┌──

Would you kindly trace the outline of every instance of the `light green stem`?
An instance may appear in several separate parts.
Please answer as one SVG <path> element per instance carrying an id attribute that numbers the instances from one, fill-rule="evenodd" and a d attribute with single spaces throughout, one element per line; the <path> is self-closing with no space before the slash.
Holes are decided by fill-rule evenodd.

└──
┌──

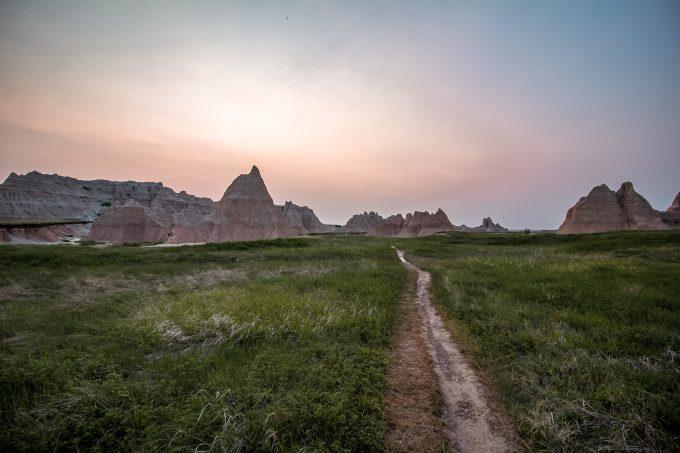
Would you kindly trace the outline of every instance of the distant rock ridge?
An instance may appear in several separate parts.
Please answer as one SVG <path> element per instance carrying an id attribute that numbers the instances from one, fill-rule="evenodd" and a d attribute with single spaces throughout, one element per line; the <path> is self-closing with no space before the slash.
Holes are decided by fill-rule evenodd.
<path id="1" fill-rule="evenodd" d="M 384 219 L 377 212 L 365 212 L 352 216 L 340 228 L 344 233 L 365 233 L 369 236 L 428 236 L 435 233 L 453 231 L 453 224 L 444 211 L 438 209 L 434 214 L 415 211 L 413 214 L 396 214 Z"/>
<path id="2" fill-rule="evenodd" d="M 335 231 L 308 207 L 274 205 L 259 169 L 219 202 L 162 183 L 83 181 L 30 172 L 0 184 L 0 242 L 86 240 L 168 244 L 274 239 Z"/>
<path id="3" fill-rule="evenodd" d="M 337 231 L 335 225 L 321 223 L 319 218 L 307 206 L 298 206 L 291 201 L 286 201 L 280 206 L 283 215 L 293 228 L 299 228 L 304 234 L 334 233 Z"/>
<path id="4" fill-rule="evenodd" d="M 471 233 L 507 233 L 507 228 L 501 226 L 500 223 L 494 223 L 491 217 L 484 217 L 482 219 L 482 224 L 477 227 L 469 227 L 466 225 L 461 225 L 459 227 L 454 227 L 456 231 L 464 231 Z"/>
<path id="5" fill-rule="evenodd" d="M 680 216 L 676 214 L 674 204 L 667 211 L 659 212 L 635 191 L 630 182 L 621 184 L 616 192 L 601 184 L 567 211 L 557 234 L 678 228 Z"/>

└──
┌──

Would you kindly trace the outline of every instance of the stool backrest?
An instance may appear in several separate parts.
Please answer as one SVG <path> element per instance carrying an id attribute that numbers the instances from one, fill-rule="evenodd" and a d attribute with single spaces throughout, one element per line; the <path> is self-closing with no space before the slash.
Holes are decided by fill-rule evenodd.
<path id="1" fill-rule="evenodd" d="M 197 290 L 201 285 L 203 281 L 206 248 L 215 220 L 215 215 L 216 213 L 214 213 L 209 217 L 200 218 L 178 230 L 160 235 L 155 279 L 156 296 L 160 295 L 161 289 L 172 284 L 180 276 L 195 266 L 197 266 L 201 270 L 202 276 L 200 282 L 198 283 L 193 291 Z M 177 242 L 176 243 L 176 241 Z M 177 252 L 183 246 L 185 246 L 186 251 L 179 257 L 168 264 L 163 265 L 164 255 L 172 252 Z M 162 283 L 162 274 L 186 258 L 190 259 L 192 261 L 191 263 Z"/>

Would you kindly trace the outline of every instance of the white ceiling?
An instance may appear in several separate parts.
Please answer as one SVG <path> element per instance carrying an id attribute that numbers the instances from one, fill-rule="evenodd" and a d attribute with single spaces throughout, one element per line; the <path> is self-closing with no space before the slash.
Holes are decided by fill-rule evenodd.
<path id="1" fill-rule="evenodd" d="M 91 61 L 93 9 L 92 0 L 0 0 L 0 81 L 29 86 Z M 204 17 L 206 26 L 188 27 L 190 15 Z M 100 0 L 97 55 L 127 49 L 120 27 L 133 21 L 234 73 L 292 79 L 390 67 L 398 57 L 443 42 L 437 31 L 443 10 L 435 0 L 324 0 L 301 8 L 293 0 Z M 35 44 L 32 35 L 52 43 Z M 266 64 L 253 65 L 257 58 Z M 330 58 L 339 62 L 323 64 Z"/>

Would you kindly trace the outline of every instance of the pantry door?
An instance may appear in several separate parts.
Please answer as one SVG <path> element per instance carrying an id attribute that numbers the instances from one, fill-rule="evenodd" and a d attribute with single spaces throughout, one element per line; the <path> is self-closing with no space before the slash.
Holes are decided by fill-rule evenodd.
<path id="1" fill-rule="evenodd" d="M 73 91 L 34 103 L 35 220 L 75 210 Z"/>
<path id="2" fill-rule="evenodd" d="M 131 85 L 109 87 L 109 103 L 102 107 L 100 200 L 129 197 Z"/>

└──

--- 지시 사항 ---
위 기록에서 "the white ceiling?" 문구가 있는 줄부터 "204 17 L 206" 문구가 있는 줄까지만 다시 쓰세요. "white ceiling" 부분을 "gray ceiling" 문구로 바꾸고, 나머지는 그대로 두세요.

--- 과제 답변 ---
Would you kindly trace the outline of every instance of the gray ceiling?
An instance may appear in several separate parts.
Please answer as one SVG <path> element per instance carrying an id attribute that numbers the instances from one, fill-rule="evenodd" and a d attribute with single spaces throughout, one element per line; the <path> is self-closing with no space before the slash.
Holes are decided by fill-rule evenodd.
<path id="1" fill-rule="evenodd" d="M 91 61 L 93 9 L 92 0 L 0 0 L 0 81 L 29 86 Z M 204 17 L 206 26 L 188 27 L 190 15 Z M 100 0 L 97 55 L 127 49 L 120 27 L 133 21 L 234 73 L 292 79 L 390 67 L 398 57 L 443 42 L 437 31 L 443 10 L 435 0 L 324 0 L 301 8 L 293 0 Z M 35 44 L 32 35 L 52 43 Z M 266 64 L 253 65 L 257 58 Z M 330 58 L 339 62 L 323 64 Z"/>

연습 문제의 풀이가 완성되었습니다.